- Task requirements: Rewrite the material from the line with "Query: highway" through the end, swapping "Pin" for "Mark" and leaving everything else unchanged. Return only those lines.

- Task data:
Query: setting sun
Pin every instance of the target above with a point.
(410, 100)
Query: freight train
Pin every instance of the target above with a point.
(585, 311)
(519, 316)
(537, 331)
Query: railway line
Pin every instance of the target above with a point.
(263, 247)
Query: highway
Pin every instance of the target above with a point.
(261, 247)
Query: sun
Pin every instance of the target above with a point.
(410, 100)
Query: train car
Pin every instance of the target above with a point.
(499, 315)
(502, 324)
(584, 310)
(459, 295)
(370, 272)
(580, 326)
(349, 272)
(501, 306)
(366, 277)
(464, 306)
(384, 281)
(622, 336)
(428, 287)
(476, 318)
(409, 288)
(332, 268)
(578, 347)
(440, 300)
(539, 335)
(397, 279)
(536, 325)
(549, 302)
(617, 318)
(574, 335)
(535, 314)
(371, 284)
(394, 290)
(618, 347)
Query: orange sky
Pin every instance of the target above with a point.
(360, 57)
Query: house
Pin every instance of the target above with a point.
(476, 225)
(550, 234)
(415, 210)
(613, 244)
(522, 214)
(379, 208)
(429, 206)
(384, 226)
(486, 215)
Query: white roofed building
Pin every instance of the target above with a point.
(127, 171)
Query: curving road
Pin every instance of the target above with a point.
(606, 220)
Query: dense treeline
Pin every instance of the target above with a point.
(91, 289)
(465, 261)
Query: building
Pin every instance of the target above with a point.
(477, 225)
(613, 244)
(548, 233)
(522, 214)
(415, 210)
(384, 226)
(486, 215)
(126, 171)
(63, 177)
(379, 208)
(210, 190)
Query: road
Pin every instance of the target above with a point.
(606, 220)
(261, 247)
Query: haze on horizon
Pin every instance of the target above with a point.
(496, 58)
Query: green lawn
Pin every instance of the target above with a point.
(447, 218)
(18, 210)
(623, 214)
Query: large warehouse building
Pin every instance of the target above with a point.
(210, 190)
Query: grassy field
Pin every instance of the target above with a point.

- Answer below:
Query: highway
Mark every instance of the target above with a point.
(261, 247)
Query: sun
Mark every instance of the target above with a point.
(410, 100)
Query: train car
Mark every instance of the target above with a point.
(499, 315)
(502, 324)
(584, 310)
(459, 295)
(370, 272)
(580, 326)
(349, 272)
(501, 306)
(366, 277)
(464, 306)
(384, 281)
(622, 336)
(428, 287)
(476, 318)
(409, 288)
(332, 268)
(578, 347)
(440, 300)
(539, 335)
(397, 279)
(536, 325)
(549, 302)
(617, 318)
(574, 335)
(535, 314)
(371, 284)
(394, 290)
(618, 347)
Query: orange sky
Mark every instance of the target above with a point.
(360, 57)
Query: house
Mark every instance of the target above with a point.
(476, 225)
(550, 234)
(415, 210)
(613, 244)
(522, 214)
(379, 208)
(429, 206)
(384, 226)
(486, 215)
Query: white roofed building
Mark every instance of the target above with a point.
(127, 171)
Query: curving road
Mark every instance of the target above with a point.
(606, 220)
Query: dense treeline
Mark every instance of the target above with a point.
(91, 289)
(465, 261)
Query: building
Mark every instance of the target above with a point.
(477, 225)
(613, 244)
(548, 233)
(522, 214)
(415, 210)
(384, 226)
(486, 215)
(126, 171)
(63, 177)
(379, 208)
(210, 190)
Query: road
Mark every instance of the target above with a point.
(606, 220)
(261, 247)
Query: haze on horizon
Mark every instance of the target above with a point.
(496, 58)
Query: green lawn
Mark every instance of the target above with a point.
(447, 218)
(18, 210)
(623, 214)
Query: large warehouse building
Mark every instance of the target above with a point.
(210, 190)
Query: grassy field
Mark every instance of the target above with a point.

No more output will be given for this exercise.